▶ [CONSIGNE 1]:
Répondez à ces questions sur le passage consacré à l'Irlande :
(a) Dans quelle bataille un général que les Irlandais réclamaient comme compatriote a-t-il remporté la victoire ?
(b) Qu'organisa l'Irlande l'année suivante ?
(c) Comment la presse anglaise qualifiait-elle ces soldats à leur retour ?
▶ [CONSIGNE 2]:
Pouvez-vous réécrire plus brièvement le paragraphe du passage consacré à l'Irlande qui commence par « Les événemens d'Europe », en conservant ses faits principaux ?
▶ [CONSIGNE 3]:
Dans le passage consacré à l'Irlande, quels sont tous les lieux où les soldats pontificaux irlandais ont été battus ?

▶ [EXTRAIT DU TEXTE]:
#####

Les événemens d’Europe introduisirent un nouveau ferment en Irlande. Les idées religieuses y ont tant de puissance, la dévotion au pape, le respect des traditions ultramontaines y sont si enracinés que les Irlandais s’inquiétèrent en apprenant que la guerre éclatait entre l’Autriche et l’Italie soutenue par la France. Ils aimaient notre pays, ils souhaitaient que nous fussions victorieux, mais ils redoutaient les conséquences d’une guerre dont le pouvoir temporel du saint-siège était l’enjeu évident. Cependant la bataille gagnée à Magenta par un général qu’ils réclamaient avec fierté comme un compatriote était presque un triomphe pour eux, et ils s’en réjouirent. L’année d’après la situation s’accusait plus nettement. L’Angleterre envoyait des adresses, des hommes et de l’argent à Garibaldi, l’Irlande organisait une brigade de soldats pontificaux. Battus à Pérouse, à Spolète, à Castelfidardo avec le général de Lamoricière, ceux-ci furent bientôt prisonniers de Victor-Emmanuel. Rendus à la liberté, ils revinrent au pays pour y recevoir un accueil enthousiaste, tandis que la presse anglaise les traitait de lâches et de mercenaires. Les Celtes ont un caractère chevaleresque. Quelques articles de journaux les blessèrent plus que des griefs réels. L’animosité qu’ils éprouvaient contre la domination anglaise s’en accrut au moment même où le gouvernement anglais avait le plus besoin de ne pas surexciter la fibre patriotique de ses sujets désaffectionnés.

#####

▶ [DONNÉES FOURNIES]:
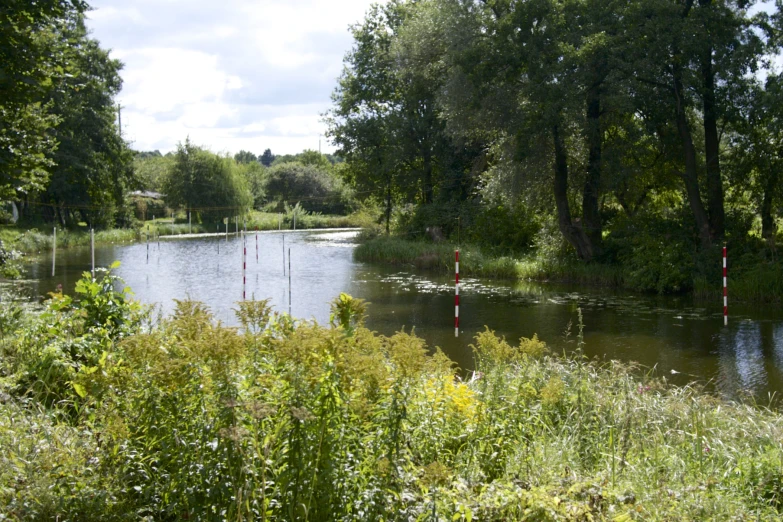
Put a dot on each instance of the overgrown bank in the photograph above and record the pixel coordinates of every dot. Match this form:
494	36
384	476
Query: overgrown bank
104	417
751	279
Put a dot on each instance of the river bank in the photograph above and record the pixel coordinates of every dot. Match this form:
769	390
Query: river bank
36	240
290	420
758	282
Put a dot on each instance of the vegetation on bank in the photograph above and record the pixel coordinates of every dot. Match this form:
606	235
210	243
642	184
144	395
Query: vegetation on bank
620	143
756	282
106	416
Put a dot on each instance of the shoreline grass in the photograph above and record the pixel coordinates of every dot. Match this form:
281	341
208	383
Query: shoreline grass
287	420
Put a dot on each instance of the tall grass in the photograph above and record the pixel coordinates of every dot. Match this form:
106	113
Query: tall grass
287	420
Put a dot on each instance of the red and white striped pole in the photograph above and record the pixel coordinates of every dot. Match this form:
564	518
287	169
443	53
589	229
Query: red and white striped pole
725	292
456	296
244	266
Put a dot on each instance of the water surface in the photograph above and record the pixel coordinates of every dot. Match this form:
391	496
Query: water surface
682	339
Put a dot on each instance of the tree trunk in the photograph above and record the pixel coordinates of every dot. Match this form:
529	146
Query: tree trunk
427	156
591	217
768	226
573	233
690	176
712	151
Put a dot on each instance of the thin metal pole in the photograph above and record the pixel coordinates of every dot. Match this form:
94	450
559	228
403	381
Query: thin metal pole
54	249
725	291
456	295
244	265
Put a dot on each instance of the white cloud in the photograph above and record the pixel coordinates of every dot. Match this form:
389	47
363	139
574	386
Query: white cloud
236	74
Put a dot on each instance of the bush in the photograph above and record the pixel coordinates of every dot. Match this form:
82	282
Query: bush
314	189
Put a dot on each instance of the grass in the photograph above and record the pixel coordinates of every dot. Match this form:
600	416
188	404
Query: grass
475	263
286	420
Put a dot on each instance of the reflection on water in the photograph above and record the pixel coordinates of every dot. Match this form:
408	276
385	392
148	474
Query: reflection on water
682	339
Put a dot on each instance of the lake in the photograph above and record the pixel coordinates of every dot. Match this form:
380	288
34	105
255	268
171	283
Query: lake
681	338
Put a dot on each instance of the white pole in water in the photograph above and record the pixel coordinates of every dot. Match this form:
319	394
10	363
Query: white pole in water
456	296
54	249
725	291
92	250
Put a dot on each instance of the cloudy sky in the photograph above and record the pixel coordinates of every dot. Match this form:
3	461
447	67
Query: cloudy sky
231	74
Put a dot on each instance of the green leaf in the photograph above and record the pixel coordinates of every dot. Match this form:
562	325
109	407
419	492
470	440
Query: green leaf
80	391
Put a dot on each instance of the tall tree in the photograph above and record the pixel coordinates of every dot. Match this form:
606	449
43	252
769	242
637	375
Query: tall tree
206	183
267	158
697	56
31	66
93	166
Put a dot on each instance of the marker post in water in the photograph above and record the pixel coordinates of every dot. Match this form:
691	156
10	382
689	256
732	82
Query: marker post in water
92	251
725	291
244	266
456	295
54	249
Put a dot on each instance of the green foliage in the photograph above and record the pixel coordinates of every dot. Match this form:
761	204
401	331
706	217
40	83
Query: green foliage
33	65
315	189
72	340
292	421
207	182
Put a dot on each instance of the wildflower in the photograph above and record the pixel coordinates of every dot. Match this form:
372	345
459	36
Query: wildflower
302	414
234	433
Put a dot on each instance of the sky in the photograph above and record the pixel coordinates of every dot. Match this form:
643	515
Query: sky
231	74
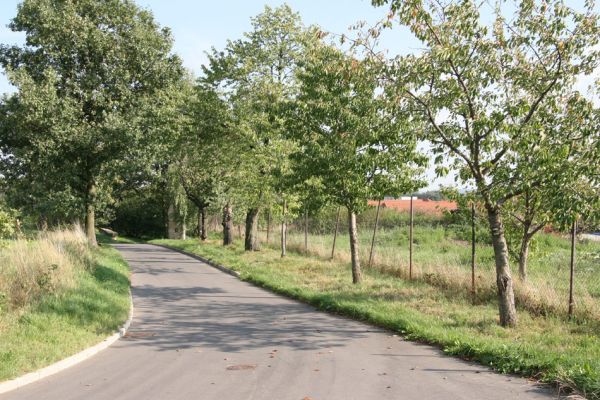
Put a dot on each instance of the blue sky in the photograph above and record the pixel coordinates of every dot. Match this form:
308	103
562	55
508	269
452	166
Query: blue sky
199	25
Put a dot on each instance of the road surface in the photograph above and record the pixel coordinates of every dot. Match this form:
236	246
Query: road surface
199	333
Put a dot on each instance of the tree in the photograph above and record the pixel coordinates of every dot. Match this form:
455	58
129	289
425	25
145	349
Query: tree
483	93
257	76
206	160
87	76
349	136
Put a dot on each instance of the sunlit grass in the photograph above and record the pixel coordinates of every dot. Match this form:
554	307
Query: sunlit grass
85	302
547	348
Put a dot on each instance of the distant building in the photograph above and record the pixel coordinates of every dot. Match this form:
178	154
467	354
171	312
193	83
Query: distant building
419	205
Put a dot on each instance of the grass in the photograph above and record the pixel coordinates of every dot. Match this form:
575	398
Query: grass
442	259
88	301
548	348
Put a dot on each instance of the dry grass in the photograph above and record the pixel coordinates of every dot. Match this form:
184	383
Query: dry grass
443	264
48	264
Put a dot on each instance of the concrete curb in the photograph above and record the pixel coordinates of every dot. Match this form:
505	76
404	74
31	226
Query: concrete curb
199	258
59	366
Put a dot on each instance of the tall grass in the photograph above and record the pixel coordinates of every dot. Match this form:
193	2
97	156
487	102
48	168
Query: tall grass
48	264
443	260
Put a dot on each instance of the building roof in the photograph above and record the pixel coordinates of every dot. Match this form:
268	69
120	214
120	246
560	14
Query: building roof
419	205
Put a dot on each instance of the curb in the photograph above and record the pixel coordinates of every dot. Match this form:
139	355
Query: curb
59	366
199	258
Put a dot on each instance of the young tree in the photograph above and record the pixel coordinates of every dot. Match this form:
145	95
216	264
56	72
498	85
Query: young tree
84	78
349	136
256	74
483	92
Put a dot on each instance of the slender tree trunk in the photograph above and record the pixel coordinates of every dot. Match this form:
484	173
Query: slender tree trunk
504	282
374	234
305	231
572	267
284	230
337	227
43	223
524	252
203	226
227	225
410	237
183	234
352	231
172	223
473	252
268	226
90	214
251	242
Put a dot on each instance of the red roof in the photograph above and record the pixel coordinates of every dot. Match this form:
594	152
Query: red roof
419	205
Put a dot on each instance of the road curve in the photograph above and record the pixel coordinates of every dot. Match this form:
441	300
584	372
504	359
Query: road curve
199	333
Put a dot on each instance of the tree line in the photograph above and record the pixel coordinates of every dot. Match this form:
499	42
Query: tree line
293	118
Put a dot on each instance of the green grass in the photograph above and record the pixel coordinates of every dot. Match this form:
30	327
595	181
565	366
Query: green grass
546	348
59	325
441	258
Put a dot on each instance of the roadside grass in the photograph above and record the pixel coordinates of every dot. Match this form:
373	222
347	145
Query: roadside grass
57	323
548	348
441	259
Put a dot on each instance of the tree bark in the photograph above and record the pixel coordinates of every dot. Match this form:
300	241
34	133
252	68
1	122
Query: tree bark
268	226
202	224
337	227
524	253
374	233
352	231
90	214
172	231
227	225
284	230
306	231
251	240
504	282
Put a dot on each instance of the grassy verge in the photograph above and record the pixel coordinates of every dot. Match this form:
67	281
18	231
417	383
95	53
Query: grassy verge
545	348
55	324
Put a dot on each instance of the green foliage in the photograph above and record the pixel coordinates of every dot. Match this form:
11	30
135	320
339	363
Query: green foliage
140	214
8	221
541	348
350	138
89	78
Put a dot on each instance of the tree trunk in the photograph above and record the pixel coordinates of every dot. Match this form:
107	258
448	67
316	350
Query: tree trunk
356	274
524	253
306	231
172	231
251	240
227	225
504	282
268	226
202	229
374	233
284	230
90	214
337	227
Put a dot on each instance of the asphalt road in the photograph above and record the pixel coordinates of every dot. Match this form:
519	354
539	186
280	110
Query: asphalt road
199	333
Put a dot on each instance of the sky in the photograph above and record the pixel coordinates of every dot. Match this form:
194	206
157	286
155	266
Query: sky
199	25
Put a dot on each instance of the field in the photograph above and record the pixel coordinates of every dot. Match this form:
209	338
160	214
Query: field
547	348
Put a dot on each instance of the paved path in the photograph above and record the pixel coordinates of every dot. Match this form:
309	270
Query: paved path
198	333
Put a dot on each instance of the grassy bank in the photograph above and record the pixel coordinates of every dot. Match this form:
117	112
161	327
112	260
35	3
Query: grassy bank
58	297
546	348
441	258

#####

▶ [CORRIGÉ 1]:
(a) À Magenta.
(b) Une brigade de soldats pontificaux.
(c) De lâches et de mercenaires.

▶ [CORRIGÉ 2]:
Très attachés au pape, les Irlandais s'inquiétèrent de la guerre entre l'Autriche et l'Italie soutenue par la France, car le pouvoir temporel du saint-siège était en jeu. Ils se réjouirent pourtant de la victoire de Magenta, remportée par un général qu'ils considéraient comme un compatriote. L'année suivante, tandis que l'Angleterre soutenait Garibaldi, l'Irlande forma une brigade pontificale. Battus à Pérouse, à Spolète et à Castelfidardo, ces soldats furent faits prisonniers par Victor-Emmanuel. À leur retour, ils reçurent un accueil enthousiaste, mais la presse anglaise les traita de lâches et de mercenaires. Blessés par ces articles, les Irlandais sentirent grandir leur hostilité envers la domination anglaise, au moment même où le gouvernement anglais devait éviter d'attiser leur patriotisme.

▶ [CORRIGÉ 3]:
- Pérouse
- Spolète
- Castelfidardo